By the time September arrived and it was time to send my daughter back to school and my son back to nursery, it’s safe to say I was burned out with homelife. Coming back to work was like a breath of fresh air that I had longed for. Whilst life was far from normal, I think we’d all slipped in to a ‘new normal’ and accepted it for now.
BUT, fast forward less than 9 months later and here we are again. I sat there watching the news conference with bated breath thinking “no, Boris won’t shut the schools this time, surely?” And then those awful words, schools will close and it went on…..”With immediate effect” AAAAHHHH, until at least February half term. HALF TERM??!!!! I think rather than blind panic like last time, I felt a sinking feeling. I remembered all too well the trauma of home schooling first time around, the tantrums, the stress, the printing(!) and frankly I was not ready to be going through that again especially with 12 hours’ notice.

**Listed records**
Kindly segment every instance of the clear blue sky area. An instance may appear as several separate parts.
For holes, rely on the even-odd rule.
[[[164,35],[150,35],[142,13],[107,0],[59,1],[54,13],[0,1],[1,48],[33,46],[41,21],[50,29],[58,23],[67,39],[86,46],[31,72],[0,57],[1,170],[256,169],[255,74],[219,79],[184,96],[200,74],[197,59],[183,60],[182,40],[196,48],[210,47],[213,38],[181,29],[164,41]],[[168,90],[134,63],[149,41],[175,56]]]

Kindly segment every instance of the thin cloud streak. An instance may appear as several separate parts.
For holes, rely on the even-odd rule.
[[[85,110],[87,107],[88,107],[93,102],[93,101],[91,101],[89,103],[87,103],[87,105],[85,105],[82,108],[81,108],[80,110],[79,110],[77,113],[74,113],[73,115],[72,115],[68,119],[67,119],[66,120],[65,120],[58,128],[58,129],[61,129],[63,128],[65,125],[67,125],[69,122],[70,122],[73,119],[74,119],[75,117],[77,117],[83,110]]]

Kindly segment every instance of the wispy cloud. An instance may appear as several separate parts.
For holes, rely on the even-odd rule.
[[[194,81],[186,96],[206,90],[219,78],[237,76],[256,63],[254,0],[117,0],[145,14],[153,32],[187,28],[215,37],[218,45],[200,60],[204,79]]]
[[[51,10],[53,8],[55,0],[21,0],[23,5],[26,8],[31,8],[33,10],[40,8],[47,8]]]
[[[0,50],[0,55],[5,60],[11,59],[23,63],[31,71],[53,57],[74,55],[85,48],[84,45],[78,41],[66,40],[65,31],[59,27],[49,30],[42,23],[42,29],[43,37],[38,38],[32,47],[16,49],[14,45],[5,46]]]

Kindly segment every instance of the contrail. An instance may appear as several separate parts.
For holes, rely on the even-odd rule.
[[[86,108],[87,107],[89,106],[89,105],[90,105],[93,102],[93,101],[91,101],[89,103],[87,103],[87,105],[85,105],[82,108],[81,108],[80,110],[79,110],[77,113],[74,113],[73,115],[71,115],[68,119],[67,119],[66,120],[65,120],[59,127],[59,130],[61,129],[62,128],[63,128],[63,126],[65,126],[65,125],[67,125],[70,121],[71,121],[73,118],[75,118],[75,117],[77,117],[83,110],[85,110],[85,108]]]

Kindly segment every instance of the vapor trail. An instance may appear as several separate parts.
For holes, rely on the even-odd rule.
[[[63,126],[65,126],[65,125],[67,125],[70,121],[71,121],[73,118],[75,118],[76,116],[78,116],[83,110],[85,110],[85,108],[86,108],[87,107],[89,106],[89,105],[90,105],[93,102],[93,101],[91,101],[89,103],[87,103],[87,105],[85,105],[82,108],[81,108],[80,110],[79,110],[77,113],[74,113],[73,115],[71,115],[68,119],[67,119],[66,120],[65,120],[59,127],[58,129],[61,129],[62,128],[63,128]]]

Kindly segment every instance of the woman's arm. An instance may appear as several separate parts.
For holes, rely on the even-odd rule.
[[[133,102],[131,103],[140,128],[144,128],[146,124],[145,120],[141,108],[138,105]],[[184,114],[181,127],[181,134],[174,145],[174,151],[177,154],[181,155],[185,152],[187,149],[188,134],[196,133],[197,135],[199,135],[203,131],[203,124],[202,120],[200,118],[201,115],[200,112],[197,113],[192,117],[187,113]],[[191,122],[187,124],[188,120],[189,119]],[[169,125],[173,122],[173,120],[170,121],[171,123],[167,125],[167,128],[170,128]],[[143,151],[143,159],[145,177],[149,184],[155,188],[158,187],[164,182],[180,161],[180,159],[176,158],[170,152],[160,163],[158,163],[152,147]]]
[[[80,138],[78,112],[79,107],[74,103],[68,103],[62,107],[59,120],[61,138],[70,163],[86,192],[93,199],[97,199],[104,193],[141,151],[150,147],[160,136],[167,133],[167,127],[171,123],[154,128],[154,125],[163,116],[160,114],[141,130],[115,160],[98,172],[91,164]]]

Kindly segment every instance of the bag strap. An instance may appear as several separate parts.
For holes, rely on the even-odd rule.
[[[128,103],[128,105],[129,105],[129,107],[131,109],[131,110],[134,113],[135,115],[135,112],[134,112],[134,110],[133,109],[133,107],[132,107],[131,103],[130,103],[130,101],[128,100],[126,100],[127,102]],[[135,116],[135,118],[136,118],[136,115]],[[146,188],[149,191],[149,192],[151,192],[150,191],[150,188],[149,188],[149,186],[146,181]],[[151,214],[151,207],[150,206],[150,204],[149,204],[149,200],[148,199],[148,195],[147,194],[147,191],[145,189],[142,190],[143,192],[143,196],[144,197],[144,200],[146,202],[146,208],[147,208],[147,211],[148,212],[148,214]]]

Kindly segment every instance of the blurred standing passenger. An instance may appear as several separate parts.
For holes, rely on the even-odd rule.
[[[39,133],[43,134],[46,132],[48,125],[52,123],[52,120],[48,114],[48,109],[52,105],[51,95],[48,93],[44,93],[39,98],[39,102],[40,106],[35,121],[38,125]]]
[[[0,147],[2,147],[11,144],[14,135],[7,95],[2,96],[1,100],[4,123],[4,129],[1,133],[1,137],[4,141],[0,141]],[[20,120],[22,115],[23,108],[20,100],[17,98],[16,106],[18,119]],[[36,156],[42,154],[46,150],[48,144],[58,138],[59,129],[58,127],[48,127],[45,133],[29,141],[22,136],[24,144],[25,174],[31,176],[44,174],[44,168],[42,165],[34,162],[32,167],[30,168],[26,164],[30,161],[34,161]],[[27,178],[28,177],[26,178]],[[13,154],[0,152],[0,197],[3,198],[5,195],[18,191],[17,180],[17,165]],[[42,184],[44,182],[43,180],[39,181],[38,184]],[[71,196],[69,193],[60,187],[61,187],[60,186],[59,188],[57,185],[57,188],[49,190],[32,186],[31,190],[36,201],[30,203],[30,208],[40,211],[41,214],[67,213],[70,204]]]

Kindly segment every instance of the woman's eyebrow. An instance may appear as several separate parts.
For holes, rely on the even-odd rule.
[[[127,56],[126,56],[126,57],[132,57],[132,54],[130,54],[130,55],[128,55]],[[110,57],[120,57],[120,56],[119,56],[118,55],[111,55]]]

**Exercises**
1. Please quote the lockdown post word for word, starting at "By the time" and ending at "it for now.".
2. According to the lockdown post, until when would schools close?

**Task-by-task answers**
1.
By the time September arrived and it was time to send my daughter back to school and my son back to nursery, it’s safe to say I was burned out with homelife. Coming back to work was like a breath of fresh air that I had longed for. Whilst life was far from normal, I think we’d all slipped in to a ‘new normal’ and accepted it for now.

2. Until at least February half term.